** TESTO PROPOSTO **
Intervista a Tornatore

roma «Ecco, questa è una lampada ad arco voltaico, i carboni che si consumavano si dovevano avvicinare in modo che la luce fosse costante». La prima cosa che svetta nello studio di Giuseppe Tornatore, tra locandine, manifesti, foto che sono una dichiarazione d’amore per il cinema, è un enorme proiettore verde, sembra un pezzo d’artiglieria della Seconda guerra mondiale: «La marca è Cinemeccanica, il modello Victoria 4 R». Quella che usò per Nuovo Cinema Paradiso, è identica. Sono passati 30 anni e il Bifest, il Festival di Bari, organizza una mostra sul film da cui tutto ha avuto inizio per lui: oggi viene proiettato, nella versione tirata a lucido e restaurata.
Fu un’avventura travagliata, col lieto fine.
«Quando uscì non andò bene e tutti davano la colpa alla lunghezza. Lo accorciai di 25 minuti, riuscì e fu di nuovo un fiasco. Dopo la doppia vittoria a Cannes e agli Oscar, ebbe successo in Italia: in totale uscì quattro volte: l’ultima incassò 10 miliardi di lire».
I due protagonisti?
«Philippe Noiret era come uno di quegli zii che vivono all’estero e una volta l’anno tornano a casa. E lui, Totò Cascio, so che ha acquistato due supermercati in Sicilia».
Cosa rappresenta quel film per lei?
«Potrei dire tutto, per la storia che racconto e per le implicazioni personali che coinvolgono la storia. Sono entrato in una cabina di proiezione a dieci anni. A Bagheria ho cominciato come fotografo e proiezionista, qualcosa a metà strada tra magia e stregoneria...»
La vita di un film era infinita.
«Durava anni. Se non riuscivi a vederlo dovevi aspettare la seconda visione, sale meno importanti. Potevano esserci ribaltamenti improvvisi col passaparola. Oggi dopo due settimane sei fuori. Ne prendo atto. È un processo di limitazione costante. Ma i cinema non spariranno, saranno una parte del business, sempre meno centrali».
Netflix è fuori Cannes perché non va nelle sale.
«Non so dare una risposta affilata, io non ne sono un consumatore, non ho questa febbre delle serie tv, la voglia di vederle tutte insieme. Netflix è un aspetto della trasformazione del cinema, tutto ciò che può sembrare una sfida sarà un’opportunità o un fallimento. Cannes ha fatto una scelta coraggiosa».
La notte degli Oscar?

** MATERIALE FORNITO **
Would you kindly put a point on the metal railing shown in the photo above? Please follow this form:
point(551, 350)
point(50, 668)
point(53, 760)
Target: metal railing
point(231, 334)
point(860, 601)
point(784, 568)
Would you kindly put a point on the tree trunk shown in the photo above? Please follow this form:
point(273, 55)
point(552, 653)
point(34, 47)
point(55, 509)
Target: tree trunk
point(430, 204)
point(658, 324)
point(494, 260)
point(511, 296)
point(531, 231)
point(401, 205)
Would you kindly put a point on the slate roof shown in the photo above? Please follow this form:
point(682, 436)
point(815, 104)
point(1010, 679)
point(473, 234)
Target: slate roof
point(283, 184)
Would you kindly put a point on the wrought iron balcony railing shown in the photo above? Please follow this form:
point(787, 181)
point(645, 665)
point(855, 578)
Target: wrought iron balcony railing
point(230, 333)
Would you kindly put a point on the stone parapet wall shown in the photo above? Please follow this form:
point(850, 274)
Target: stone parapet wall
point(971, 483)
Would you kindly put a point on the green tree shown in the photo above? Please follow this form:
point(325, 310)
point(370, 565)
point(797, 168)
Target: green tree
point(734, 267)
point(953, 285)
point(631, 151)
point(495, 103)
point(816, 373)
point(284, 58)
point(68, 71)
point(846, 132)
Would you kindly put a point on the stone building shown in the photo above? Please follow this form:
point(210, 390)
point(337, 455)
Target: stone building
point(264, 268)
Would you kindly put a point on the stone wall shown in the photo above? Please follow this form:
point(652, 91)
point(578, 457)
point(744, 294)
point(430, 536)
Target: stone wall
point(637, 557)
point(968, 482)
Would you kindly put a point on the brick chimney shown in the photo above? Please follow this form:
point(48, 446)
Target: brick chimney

** ESERCIZI PROPOSTI **
1. Secondo l'intervista a Tornatore, di quanti minuti fu accorciato Nuovo Cinema Paradiso dopo la prima uscita?
2. Riassumi in due frasi l'intervista a Tornatore.

** SOLUZIONI DEGLI ESERCIZI **
1. Di 25 minuti.

2. Giuseppe Tornatore ricorda Nuovo Cinema Paradiso, che dopo uscite deludenti ebbe successo in Italia solo dopo le vittorie a Cannes e agli Oscar, e che a 30 anni di distanza il Bifest celebra con una mostra e con la proiezione della versione restaurata. Il regista osserva che oggi un film resta in sala appena due settimane, ma ritiene che i cinema non spariranno e giudica coraggiosa la scelta di Cannes di escludere Netflix.